* _TAREA_: Por favor, prosigue el texto sobre la fama de Feijoo justo después de su última oración.

### TEXTO MOSTRADO

El español que hubiera palidecido si a Feijoo le hubieran hecho Cardenal, ahora apostrofaba al mismo Papa, por no haberle concedido «la púrpura eminente».

Y el Padre Uría clamaba desde el púlpito: «Oh qué terrible golpe llevaste, respetable cuerpo de los sabios. Golpe que hará ruido en toda Europa. Golpe cuyos lamentables ecos, venciendo la dilatada plaza del Océano, resonarán allá en el otro Nuevo Mundo».

Y así muchos más. Feijoo, el buen maestro de la claridad y de la compostura yacía inerte en su ataúd y no podía protestar de estas confusiones, tan ajenas a la sencillez y a la continencia que él predicara.

Sobrevino después una época adversa para la memoria del gran fraile, simbolizada en una frase célebre y pedante de Alberto Lista, el dómine poeta, menos poeta que dómine, cuya admiración dejo a los demás porque yo se la profeso muy escasa. Y otra, igualmente desgraciada de don Vicente de Lafuente que, encargado de publicar las obras de Feijoo en la Biblioteca de Autores Españoles, se preguntaba, al comenzar su introducción, si realmente valía la pena de volverlos a dar a luz.

Pero poco más tarde, comenzó la revisión de su obra y la definitiva consolidación de su fama. Puede decirse que los mejores escritores de España, en la segunda mitad del siglo XIX y en la primer del XX, han dedicado páginas entusiastas a Feijoo: Concepción Arenal, Emilia Pardo Bazán, Menéndez Pelayo, Pi y Margall, Azorín, Pérez de Ayala, Miyares, Américo Castro, Montero Díaz, Cotarelo, José María Cossio y muchos más. En el extranjero corren también múltiples contribuciones a su gloria, entre ellas, la de una de las más altas autoridades contemporáneas de la Universidad francesa, Mr. Delpy. Una estatua del gran polígrafo se alza, desde hace ya muchos años, en Orense, y otra en el Monasterio de Samos. Y su mascarilla, preside, con toda justicia, la biblioteca de la Real Academia de la Lengua, en Madrid.

######
### CONJUNTO DE DATOS

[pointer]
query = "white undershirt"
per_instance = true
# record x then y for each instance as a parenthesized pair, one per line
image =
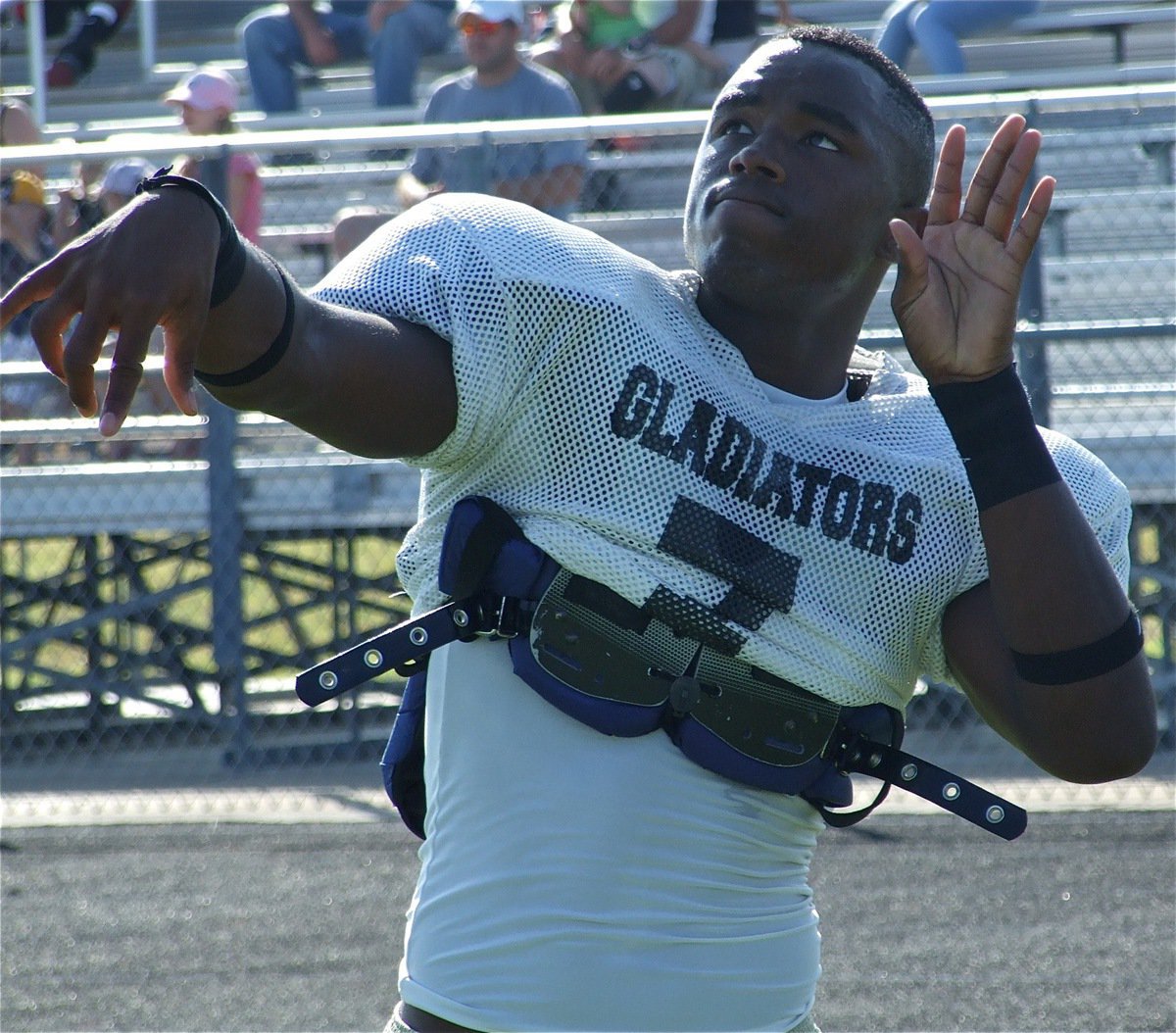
(777, 395)
(573, 880)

######

* _RESPUESTA_:
Pero ningún pedestal de piedra es más alto que la creciente marea de admiración que levanta su nombre y su prestigio y que convierte muchas ideas suyas que parecían utopías en su tiempo, en verdades indiscutibles. Yo he tenido la alegría de que una adaptación mía del criterio feijoniano a la medicina actual haya tenido un éxito fervoroso en las lenguas más importantes del mundo. Los testimonios se podrían multiplicar. Y hoy, la gloria de Feijoo alcanza su cenit en el homenaje que le dedica, y en la forma que él más hubiera deseado, la ciudad de Oviedo ilustre por tantas razones, y una vez más, ilustre por este gesto de glorificación al Maestro.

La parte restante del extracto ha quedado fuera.